* ACTION ITEM
Please take the lines from the one holding "Study the picture above. For each instance of the short" through the one holding "soccer cleat, find" in the data below and copy them exactly.

* DATASET RECORDS
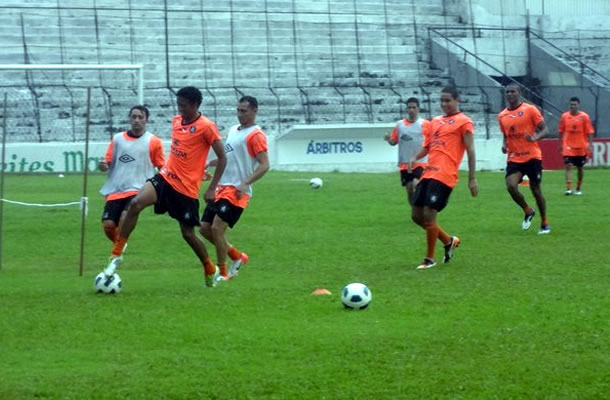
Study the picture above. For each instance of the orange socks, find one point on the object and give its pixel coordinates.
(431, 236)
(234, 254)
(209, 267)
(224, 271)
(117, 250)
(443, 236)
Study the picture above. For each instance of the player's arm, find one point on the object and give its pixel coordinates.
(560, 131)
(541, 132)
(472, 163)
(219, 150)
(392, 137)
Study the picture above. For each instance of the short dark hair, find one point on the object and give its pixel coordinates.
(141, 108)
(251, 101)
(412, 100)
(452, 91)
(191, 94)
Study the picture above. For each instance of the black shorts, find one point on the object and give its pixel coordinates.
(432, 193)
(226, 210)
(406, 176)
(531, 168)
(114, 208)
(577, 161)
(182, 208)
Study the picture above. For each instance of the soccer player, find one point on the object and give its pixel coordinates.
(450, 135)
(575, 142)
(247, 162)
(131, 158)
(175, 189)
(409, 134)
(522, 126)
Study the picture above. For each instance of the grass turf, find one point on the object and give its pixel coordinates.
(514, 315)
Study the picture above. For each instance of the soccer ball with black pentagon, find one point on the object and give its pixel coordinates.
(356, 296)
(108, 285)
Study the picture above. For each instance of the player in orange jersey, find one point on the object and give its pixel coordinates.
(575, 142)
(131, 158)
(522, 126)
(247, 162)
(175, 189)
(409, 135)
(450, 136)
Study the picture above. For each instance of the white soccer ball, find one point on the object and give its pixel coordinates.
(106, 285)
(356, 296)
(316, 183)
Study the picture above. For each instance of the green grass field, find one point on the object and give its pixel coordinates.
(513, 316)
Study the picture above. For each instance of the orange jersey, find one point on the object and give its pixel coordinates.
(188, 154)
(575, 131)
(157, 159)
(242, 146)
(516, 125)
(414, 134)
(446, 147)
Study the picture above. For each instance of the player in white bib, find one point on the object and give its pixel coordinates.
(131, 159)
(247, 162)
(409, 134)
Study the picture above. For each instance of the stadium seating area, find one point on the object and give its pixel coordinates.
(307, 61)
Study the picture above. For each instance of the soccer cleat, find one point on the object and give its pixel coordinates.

---

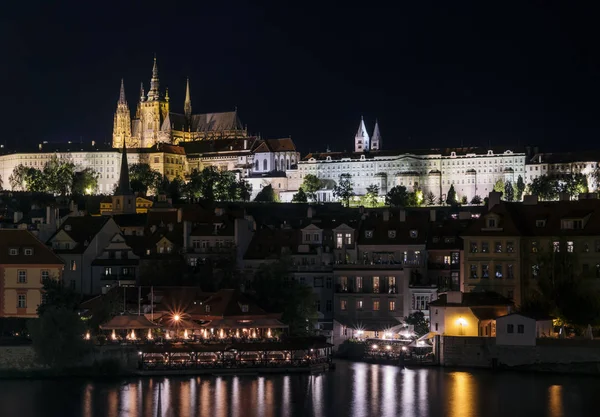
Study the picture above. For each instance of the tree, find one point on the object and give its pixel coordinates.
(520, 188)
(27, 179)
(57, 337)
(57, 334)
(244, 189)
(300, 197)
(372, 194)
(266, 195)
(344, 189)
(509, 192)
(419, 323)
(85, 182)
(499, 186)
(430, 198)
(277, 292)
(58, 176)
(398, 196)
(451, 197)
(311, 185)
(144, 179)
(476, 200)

* RESULT
Study the picture above. For each instance of the short dark hair, find one point on the object and give its pixel coordinates.
(141, 108)
(251, 101)
(412, 100)
(452, 91)
(191, 94)
Study the picture above. For each instance of the black shorts, find one point on the object and give its pixel coordinates.
(432, 193)
(226, 210)
(406, 176)
(531, 168)
(114, 208)
(577, 161)
(182, 208)
Study the picture above. For each instance of the soccer player, find one point on the object and give its pixel coordinates.
(450, 135)
(575, 142)
(247, 162)
(131, 158)
(175, 189)
(409, 134)
(522, 126)
Study the picture above. For each instance of the grass turf, find one point on the object and give its pixel coordinates.
(514, 315)
Study the picture above. For each instance of the soccer ball with black pentagon, find one point on the object and give its pixel coordinates.
(356, 296)
(108, 285)
Study the picture above. For each instance of the player in orange jersey, find one point on the object and give its pixel coordinates.
(575, 142)
(131, 158)
(522, 126)
(247, 162)
(175, 189)
(409, 135)
(450, 136)
Study the picture above. For each instance of the white soccer ball, find one point on the object and give its pixel coordinates.
(106, 285)
(356, 296)
(316, 183)
Study the picture above. For each instance of the green grass field, find one point on the object and give its pixel coordinates.
(513, 316)
Study the picture above. For each instance of the orange jersey, find one point on the object and give its pixel coordinates.
(188, 154)
(575, 131)
(157, 159)
(242, 146)
(516, 125)
(414, 134)
(446, 147)
Study the picture above. For each instance of the player in white bib, find one point on the object and give its pixel coordinates.
(131, 159)
(247, 162)
(409, 134)
Study the picture above. For each instance of the stadium seating area, find one point on the object and give its pixel coordinates.
(307, 61)
Study the picture above. For each instance of the soccer cleat, find one point on the object and give its pixel coordinates.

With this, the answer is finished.